[EXTRACTED INFORMATION]

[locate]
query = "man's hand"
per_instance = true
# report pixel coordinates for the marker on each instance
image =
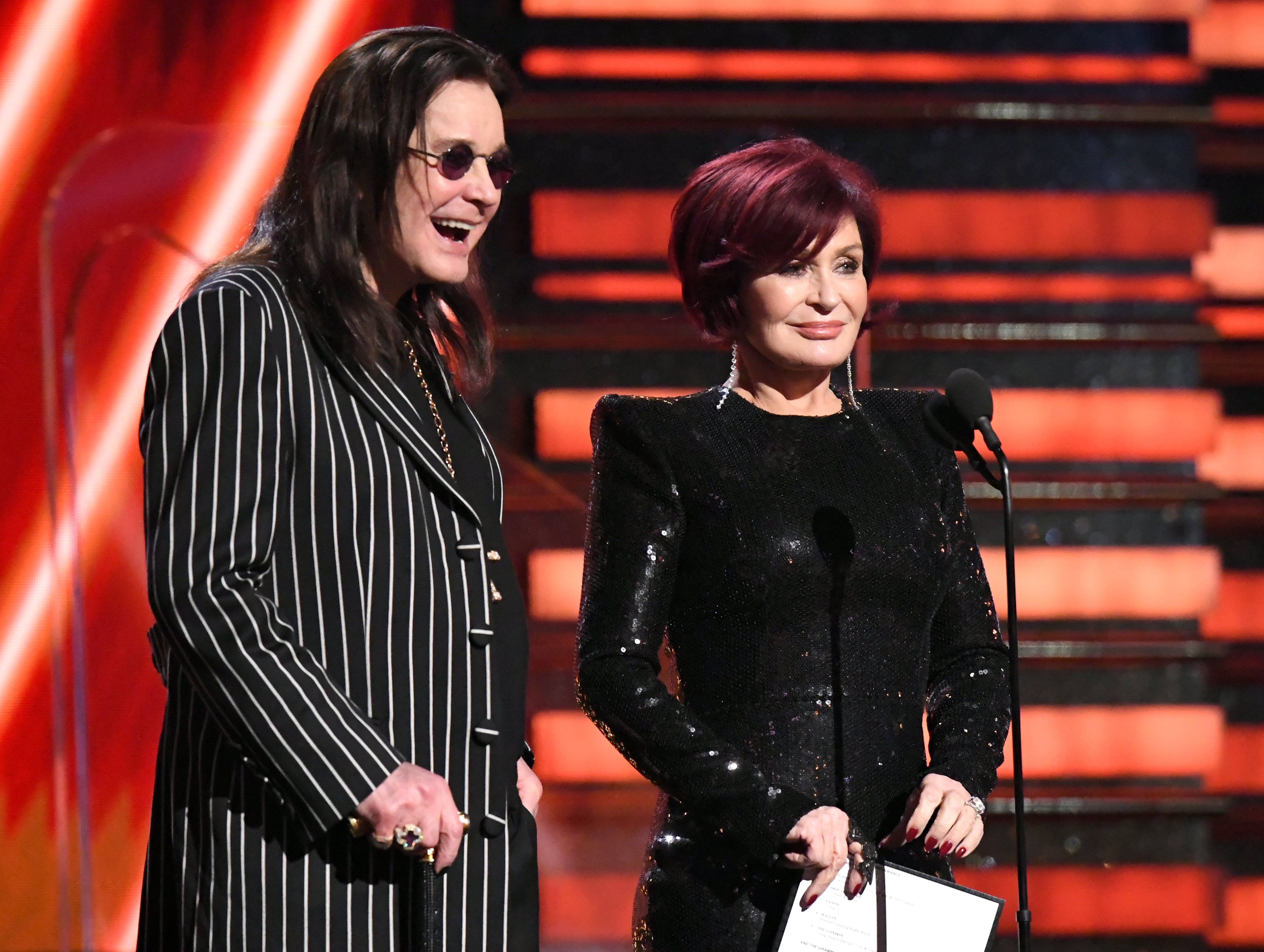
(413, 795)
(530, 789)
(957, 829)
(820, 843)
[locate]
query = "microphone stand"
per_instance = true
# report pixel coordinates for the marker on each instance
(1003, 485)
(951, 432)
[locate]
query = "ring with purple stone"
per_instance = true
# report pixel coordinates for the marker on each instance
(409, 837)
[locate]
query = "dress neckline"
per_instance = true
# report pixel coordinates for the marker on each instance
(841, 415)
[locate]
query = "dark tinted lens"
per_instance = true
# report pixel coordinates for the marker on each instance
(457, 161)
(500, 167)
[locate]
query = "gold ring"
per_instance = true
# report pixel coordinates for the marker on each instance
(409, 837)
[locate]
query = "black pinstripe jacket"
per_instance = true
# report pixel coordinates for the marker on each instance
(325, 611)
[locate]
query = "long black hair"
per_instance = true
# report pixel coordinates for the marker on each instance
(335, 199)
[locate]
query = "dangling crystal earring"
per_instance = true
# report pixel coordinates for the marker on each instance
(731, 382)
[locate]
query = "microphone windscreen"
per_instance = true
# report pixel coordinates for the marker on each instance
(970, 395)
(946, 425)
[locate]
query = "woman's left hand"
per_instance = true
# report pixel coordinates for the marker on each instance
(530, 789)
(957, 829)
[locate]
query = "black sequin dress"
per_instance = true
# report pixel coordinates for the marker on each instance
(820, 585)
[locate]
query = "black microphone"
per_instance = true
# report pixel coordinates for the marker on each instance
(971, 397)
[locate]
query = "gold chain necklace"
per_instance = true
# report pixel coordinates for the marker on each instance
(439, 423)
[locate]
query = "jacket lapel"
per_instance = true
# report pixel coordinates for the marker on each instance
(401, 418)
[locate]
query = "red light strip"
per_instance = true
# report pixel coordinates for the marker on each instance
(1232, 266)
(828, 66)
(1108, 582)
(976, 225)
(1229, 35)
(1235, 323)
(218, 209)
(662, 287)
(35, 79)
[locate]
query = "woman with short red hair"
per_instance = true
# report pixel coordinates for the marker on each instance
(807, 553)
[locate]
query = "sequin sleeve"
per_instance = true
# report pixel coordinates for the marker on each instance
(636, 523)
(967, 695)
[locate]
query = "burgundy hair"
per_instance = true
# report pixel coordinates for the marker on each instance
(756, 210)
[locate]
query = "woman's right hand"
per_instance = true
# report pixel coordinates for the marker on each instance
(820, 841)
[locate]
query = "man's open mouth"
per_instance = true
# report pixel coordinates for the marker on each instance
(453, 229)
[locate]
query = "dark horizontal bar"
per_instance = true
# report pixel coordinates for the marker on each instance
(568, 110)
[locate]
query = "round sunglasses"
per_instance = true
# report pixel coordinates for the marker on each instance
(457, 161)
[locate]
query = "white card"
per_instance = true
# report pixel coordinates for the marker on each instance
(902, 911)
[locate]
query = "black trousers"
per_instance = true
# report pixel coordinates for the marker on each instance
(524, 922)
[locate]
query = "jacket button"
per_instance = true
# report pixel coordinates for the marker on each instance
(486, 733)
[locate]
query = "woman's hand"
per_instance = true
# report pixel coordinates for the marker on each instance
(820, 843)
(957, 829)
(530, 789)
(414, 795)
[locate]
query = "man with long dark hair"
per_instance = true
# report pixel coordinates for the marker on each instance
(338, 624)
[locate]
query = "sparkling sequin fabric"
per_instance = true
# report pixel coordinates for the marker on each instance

[/EXTRACTED INFORMATION]

* **EXERCISE DIRECTIONS**: Find "hand" in the preceding records. Copy each line that holds it.

* **ANSWER FOR THIS EXERCISE**:
query = "man's hand"
query = "woman's left hand"
query = "woman's right hand"
query = "woman's hand"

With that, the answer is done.